→ Trecho da página
++++++++++++++++++++

Por Nicola Calicchio
A preocupação dos principais CEOs do mundo com os efeitos das transformações da sociedade moderna sobre suas corporações se mostrou universal em todas as reuniões que tivemos com eles nesse último ano. Isso levou a própria McKinsey a refletir sobre o tema. Desse exercício, surgiram alguns assuntos que chamam mais a atenção – principalmente pela influência que têm e que terão para as empresas de todo o planeta.
São preocupações novas, em sua maioria, surgidas de avanços tecnológicos que estão remodelando o mundo. Outras são ecos de um passado que se julgava superado.
É o caso da geopolítica. Desde a queda do Muro de Berlim, ano após ano os mercados se foram se abrindo mais, processo que conhecemos como globalização. Nos últimos anos, porém, surgiu um movimento contrário, uma espécie de “desglobalização”. As sanções à Rússia por seu papel na Ucrânia são evidência disso. A divisão entre Ocidente e Oriente ressurge, as tensões se reavivam, dificultando a vida das corporações e a livre circulação de mercadorias e serviços por motivações políticas alheias a seu controle.

++++++++++++++++++++

Linhas do conjunto de dados

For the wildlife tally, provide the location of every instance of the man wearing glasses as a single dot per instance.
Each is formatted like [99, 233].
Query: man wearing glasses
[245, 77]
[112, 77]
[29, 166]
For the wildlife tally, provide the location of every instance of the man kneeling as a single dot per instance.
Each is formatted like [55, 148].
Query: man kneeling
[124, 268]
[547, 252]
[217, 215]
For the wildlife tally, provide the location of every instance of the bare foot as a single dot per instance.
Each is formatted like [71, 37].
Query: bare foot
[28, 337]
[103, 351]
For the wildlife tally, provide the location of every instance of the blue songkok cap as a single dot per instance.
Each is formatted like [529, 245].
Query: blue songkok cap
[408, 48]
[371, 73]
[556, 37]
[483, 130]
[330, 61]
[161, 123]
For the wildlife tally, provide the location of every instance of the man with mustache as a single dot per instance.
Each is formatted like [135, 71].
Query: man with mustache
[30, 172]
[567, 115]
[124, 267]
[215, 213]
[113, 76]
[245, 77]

++++++++++++++++++++

→ Pedido 1
Redigite sem nenhuma alteração as linhas do conjunto de dados, começando pela linha que contém "kneeling as a single dot per instance." e indo até a última dessas linhas, incluindo as duas.
→ Pedido 2
Continue o artigo sobre as preocupações dos CEOs com as transformações do mundo a partir do ponto em que ele termina.
As linhas não têm nenhuma relação com o artigo.

→ Resposta 1
For the wildlife tally, provide the location of every instance of the man kneeling as a single dot per instance.
Each is formatted like [55, 148].
Query: man kneeling
[124, 268]
[547, 252]
[217, 215]
For the wildlife tally, provide the location of every instance of the bare foot as a single dot per instance.
Each is formatted like [71, 37].
Query: bare foot
[28, 337]
[103, 351]
For the wildlife tally, provide the location of every instance of the blue songkok cap as a single dot per instance.
Each is formatted like [529, 245].
Query: blue songkok cap
[408, 48]
[371, 73]
[556, 37]
[483, 130]
[330, 61]
[161, 123]
For the wildlife tally, provide the location of every instance of the man with mustache as a single dot per instance.
Each is formatted like [135, 71].
Query: man with mustache
[30, 172]
[567, 115]
[124, 267]
[215, 213]
[113, 76]
[245, 77]

→ Resposta 2
O próprio ambiente de negócios passa por transformações. Na busca por mais controle, governos e instituições supranacionais vêm acelerando o ritmo de endurecimento das regulações. A ponto de, em alguns casos, a preocupação com regras e normas se tornar mais vital para empresas do que a análise do mercado em si e a formulação de suas estratégias.
Esse recrudescimento da economia globalizada reflete, para muitos CEOs, um redesenho do próprio sistema capitalista. A arquitetura doente dos mercados, derivada da natureza de curto prazo dos incentivos à gestão, veio à luz com a última crise financeira global, abalando a confiança no capitalismo. O que antes era virtude de poucos, a transparência total ao escrutínio público, se tornou exigência para todos. A forma de conduzir uma corporação mudou e a preocupação agora é como será o capitalismo no futuro.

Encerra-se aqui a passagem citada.